● **YOUR TASK**
Rewrite all of the data below as a numbered list with one line per item, and leave out any blank lines.

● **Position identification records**
========================================================================

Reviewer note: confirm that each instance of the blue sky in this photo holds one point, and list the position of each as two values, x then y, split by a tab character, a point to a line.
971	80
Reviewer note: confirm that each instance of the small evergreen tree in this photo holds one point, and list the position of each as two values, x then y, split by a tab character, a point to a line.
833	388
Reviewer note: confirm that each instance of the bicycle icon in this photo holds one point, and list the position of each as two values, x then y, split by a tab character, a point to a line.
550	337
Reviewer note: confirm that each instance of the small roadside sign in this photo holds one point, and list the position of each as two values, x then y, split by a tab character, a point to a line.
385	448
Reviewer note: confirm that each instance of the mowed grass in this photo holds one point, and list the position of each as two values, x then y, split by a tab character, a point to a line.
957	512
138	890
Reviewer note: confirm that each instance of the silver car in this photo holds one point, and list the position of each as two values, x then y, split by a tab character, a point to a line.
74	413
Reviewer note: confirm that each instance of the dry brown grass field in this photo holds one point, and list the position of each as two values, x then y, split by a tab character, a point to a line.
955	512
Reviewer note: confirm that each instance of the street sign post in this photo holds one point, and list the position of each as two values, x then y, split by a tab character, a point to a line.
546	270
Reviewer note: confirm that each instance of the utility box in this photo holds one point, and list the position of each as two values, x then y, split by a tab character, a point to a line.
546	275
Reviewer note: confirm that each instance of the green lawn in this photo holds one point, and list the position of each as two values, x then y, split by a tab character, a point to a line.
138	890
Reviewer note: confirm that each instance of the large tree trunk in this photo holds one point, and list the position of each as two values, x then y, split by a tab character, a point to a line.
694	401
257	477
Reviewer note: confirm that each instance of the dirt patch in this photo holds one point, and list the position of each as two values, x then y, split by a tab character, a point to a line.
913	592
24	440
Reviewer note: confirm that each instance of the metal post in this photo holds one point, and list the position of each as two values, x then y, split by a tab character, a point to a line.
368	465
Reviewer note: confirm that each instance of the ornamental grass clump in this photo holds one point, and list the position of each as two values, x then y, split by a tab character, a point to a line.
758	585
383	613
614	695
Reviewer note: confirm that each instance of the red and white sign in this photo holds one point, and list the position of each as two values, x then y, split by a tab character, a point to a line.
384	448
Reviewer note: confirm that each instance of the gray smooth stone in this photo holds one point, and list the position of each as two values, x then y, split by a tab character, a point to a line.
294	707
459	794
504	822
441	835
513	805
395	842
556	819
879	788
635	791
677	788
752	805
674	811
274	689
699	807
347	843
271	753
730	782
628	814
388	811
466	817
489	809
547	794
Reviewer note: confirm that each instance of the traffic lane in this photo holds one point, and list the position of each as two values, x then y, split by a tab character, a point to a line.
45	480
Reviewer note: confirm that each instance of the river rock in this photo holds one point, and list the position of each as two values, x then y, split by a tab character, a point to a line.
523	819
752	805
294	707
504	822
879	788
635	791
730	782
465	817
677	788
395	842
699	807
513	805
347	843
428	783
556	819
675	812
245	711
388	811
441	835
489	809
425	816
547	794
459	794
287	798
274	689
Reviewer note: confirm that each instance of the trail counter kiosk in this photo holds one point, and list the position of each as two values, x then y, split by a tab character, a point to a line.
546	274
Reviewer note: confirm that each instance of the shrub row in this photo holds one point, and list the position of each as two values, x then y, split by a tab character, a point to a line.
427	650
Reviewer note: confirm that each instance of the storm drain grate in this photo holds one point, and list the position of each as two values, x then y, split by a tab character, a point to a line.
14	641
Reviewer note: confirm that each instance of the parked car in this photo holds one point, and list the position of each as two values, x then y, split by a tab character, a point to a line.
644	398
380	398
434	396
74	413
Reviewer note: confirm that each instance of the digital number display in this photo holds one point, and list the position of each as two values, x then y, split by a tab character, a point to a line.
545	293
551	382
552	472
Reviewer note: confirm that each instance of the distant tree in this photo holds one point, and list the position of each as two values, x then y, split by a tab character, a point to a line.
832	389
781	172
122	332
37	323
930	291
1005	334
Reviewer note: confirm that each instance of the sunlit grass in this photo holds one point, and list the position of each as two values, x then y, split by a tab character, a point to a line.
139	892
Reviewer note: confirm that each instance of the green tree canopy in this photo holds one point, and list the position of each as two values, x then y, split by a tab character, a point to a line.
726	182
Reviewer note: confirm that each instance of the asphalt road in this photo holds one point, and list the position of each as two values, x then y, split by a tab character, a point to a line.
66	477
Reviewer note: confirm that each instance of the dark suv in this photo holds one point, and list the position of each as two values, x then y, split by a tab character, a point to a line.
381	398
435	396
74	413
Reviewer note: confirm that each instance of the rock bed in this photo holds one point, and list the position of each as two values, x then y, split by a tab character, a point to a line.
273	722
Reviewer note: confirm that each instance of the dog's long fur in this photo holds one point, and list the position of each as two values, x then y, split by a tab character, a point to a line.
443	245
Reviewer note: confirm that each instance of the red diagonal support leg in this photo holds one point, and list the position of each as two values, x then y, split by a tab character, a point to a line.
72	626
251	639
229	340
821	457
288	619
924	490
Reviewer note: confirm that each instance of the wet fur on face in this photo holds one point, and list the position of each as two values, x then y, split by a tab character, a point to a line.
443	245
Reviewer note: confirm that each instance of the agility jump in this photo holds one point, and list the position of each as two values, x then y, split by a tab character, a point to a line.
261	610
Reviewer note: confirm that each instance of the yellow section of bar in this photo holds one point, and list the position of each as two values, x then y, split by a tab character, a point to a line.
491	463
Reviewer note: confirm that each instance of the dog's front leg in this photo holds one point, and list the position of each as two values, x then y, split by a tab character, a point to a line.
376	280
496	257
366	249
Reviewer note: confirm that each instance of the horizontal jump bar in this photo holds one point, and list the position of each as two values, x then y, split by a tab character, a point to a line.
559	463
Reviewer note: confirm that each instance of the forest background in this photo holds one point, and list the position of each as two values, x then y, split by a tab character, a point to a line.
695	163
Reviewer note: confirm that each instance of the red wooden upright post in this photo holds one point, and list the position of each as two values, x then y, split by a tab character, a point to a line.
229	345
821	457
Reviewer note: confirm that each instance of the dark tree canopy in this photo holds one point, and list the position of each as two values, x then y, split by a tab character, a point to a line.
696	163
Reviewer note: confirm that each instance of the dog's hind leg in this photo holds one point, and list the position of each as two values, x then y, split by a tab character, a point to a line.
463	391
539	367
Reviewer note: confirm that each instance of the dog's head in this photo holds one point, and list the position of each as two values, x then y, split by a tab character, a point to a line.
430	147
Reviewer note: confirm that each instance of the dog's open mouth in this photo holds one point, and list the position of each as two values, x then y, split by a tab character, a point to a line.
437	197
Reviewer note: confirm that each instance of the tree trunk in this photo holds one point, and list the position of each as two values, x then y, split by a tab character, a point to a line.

========================================================================

● **TASK ANSWER**
1. Reviewer note: confirm that each instance of the blue sky in this photo holds one point, and list the position of each as two values, x then y, split by a tab character, a point to a line.
2. 971	80
3. Reviewer note: confirm that each instance of the small evergreen tree in this photo holds one point, and list the position of each as two values, x then y, split by a tab character, a point to a line.
4. 833	388
5. Reviewer note: confirm that each instance of the bicycle icon in this photo holds one point, and list the position of each as two values, x then y, split by a tab character, a point to a line.
6. 550	337
7. Reviewer note: confirm that each instance of the small roadside sign in this photo holds one point, and list the position of each as two values, x then y, split by a tab character, a point to a line.
8. 385	448
9. Reviewer note: confirm that each instance of the mowed grass in this photo holds one point, and list the position of each as two values, x then y, split by a tab character, a point to a line.
10. 957	512
11. 138	890
12. Reviewer note: confirm that each instance of the silver car in this photo holds one point, and list the position of each as two values, x then y, split by a tab character, a point to a line.
13. 74	413
14. Reviewer note: confirm that each instance of the dry brown grass field in this photo holds one point, and list the position of each as two values, x then y, split by a tab character, a point to a line.
15. 955	512
16. Reviewer note: confirm that each instance of the street sign post in this photo holds one point, and list the position of each as two values, x then y, split by a tab character, a point to a line.
17. 546	270
18. Reviewer note: confirm that each instance of the utility box in this photo holds one point, and list the position of each as two values, x then y, split by a tab character, a point to a line.
19. 546	275
20. Reviewer note: confirm that each instance of the green lawn in this photo holds one point, and list the position of each as two values, x then y, split by a tab character, a point to a line.
21. 138	890
22. Reviewer note: confirm that each instance of the large tree trunk in this photo holds one point, and list the position of each as two values, x then y, split by a tab character, a point to a line.
23. 694	401
24. 257	477
25. Reviewer note: confirm that each instance of the dirt patch in this photo holds one point, and list the position of each as two values, x then y, split by a tab character, a point to a line.
26. 913	592
27. 24	440
28. Reviewer note: confirm that each instance of the metal post in this photo holds one point, and list the position of each as two values, x then y, split by a tab character, a point to a line.
29. 368	465
30. Reviewer note: confirm that each instance of the ornamental grass clump in this photo holds one point, and list the position of each as two values, x then y, split by a tab character, a point to a line.
31. 758	585
32. 383	613
33. 614	695
34. Reviewer note: confirm that each instance of the red and white sign in this photo holds one point, and list the position of each as two values, x then y, split by a tab character, a point to a line.
35. 384	448
36. Reviewer note: confirm that each instance of the gray smooth stone in this photo holds one point, and list the position of each as two values, x then y, split by a tab character, a point to a line.
37. 294	707
38. 459	794
39. 504	822
40. 441	835
41. 513	805
42. 395	842
43. 556	819
44. 879	788
45. 635	791
46. 677	788
47. 752	805
48. 674	811
49. 274	689
50. 699	807
51. 347	843
52. 271	753
53. 730	782
54. 628	814
55. 388	811
56. 466	817
57. 489	809
58. 547	794
59. Reviewer note: confirm that each instance of the traffic lane in this photo holds one point, and list the position of each as two values, x then y, split by a tab character, a point to a line.
60. 45	480
61. Reviewer note: confirm that each instance of the river rock in this photo holds one point, and list the position of each as two values, x then y, split by a tab character, a point to a line.
62. 523	819
63. 752	805
64. 294	707
65. 504	822
66. 879	788
67. 635	791
68. 730	782
69. 465	817
70. 677	788
71. 395	842
72. 699	807
73. 513	805
74. 347	843
75. 428	783
76. 556	819
77. 675	812
78. 245	711
79. 388	811
80. 441	835
81. 489	809
82. 425	816
83. 547	794
84. 459	794
85. 287	798
86. 274	689
87. Reviewer note: confirm that each instance of the trail counter kiosk in this photo holds one point, and list the position of each as two values, x then y, split by a tab character, a point to a line.
88. 546	274
89. Reviewer note: confirm that each instance of the shrub row in this photo holds one point, and list the position of each as two values, x then y, split by a tab character, a point to a line.
90. 427	650
91. Reviewer note: confirm that each instance of the storm drain grate in this photo holds one point, and list the position of each as two values, x then y, split by a tab character, a point to a line.
92. 14	641
93. Reviewer note: confirm that each instance of the parked car in this photo holds one point, and list the position of each as two values, x then y, split by a tab character, a point to a line.
94. 644	398
95. 380	398
96. 434	396
97. 74	413
98. Reviewer note: confirm that each instance of the digital number display in this photo holds one point, and list the position of each as two values, x then y, split by a tab character, a point to a line.
99. 545	293
100. 551	382
101. 552	472
102. Reviewer note: confirm that each instance of the distant tree in this photo holds one point, and list the position of each as two values, x then y, split by a tab character, a point to a line.
103. 832	389
104. 781	172
105. 122	332
106. 37	323
107. 930	291
108. 1005	334
109. Reviewer note: confirm that each instance of the sunlit grass in this photo holds one point, and list the position of each as two values, x then y, split by a tab character, a point to a line.
110. 139	892
111. Reviewer note: confirm that each instance of the green tree canopy in this photo holds one point, and list the position of each as two values, x then y, split by a tab character, a point to a line.
112. 726	182
113. Reviewer note: confirm that each instance of the asphalt road in this photo holds one point, and list the position of each as two values, x then y, split by a tab character, a point to a line.
114. 66	477
115. Reviewer note: confirm that each instance of the dark suv in this photo holds one point, and list the position of each as two values, x then y, split by a tab character, a point to a line.
116. 381	398
117. 435	396
118. 74	413
119. Reviewer note: confirm that each instance of the rock bed in this photo holds one point, and list the position of each as two values, x then y, split by a tab character, a point to a line.
120. 273	722
121. Reviewer note: confirm that each instance of the dog's long fur in this photo holds one point, and list the position of each as two values, x then y, split by a tab character, a point to a line.
122. 443	245
123. Reviewer note: confirm that each instance of the red diagonal support leg in this photo holds one point, and list the position of each as two values, x then y, split by a tab character, a point to a line.
124. 72	626
125. 251	639
126. 229	340
127. 821	457
128. 288	619
129. 924	490
130. Reviewer note: confirm that each instance of the wet fur on face in this photo holds one point, and list the position of each as two values, x then y, split by a tab character, a point to a line.
131. 443	245
132. Reviewer note: confirm that each instance of the agility jump in this photo holds one point, and list the position of each as two values, x then y, split by a tab character, a point to a line.
133. 261	610
134. Reviewer note: confirm that each instance of the yellow section of bar in this photo holds one point, and list the position of each as two values, x then y, split by a tab character, a point to a line.
135. 491	463
136. Reviewer note: confirm that each instance of the dog's front leg in this photo holds one point, and list the position of each as two values, x then y, split by a tab character, a point to a line.
137. 376	280
138. 496	257
139. 366	249
140. Reviewer note: confirm that each instance of the horizontal jump bar in this photo holds one point, and list the position of each as two values, x then y, split by a tab character, a point to a line.
141. 559	463
142. Reviewer note: confirm that each instance of the forest background in this photo holds one point, and list the position of each as two values, x then y, split by a tab character, a point to a line.
143. 695	163
144. Reviewer note: confirm that each instance of the red wooden upright post in this photo holds one point, and list the position of each as two values, x then y, split by a tab character, a point to a line.
145. 229	345
146. 821	457
147. Reviewer note: confirm that each instance of the dark tree canopy in this photo holds one point, and list the position of each as two values, x then y, split by a tab character, a point to a line.
148. 696	163
149. Reviewer note: confirm that each instance of the dog's hind leg in this photo holds one point, and list the position of each as two values, x then y, split by a tab character, a point to a line.
150. 463	391
151. 539	367
152. Reviewer note: confirm that each instance of the dog's head in this photo holds one point, and list the position of each as two values, x then y, split by a tab character, a point to a line.
153. 430	147
154. Reviewer note: confirm that each instance of the dog's open mouth in this photo holds one point, and list the position of each as two values, x then y, split by a tab character, a point to a line.
155. 437	197
156. Reviewer note: confirm that each instance of the tree trunk in this photo holds one point, and list the position of each as two values, x then y, split by a tab character, a point to a line.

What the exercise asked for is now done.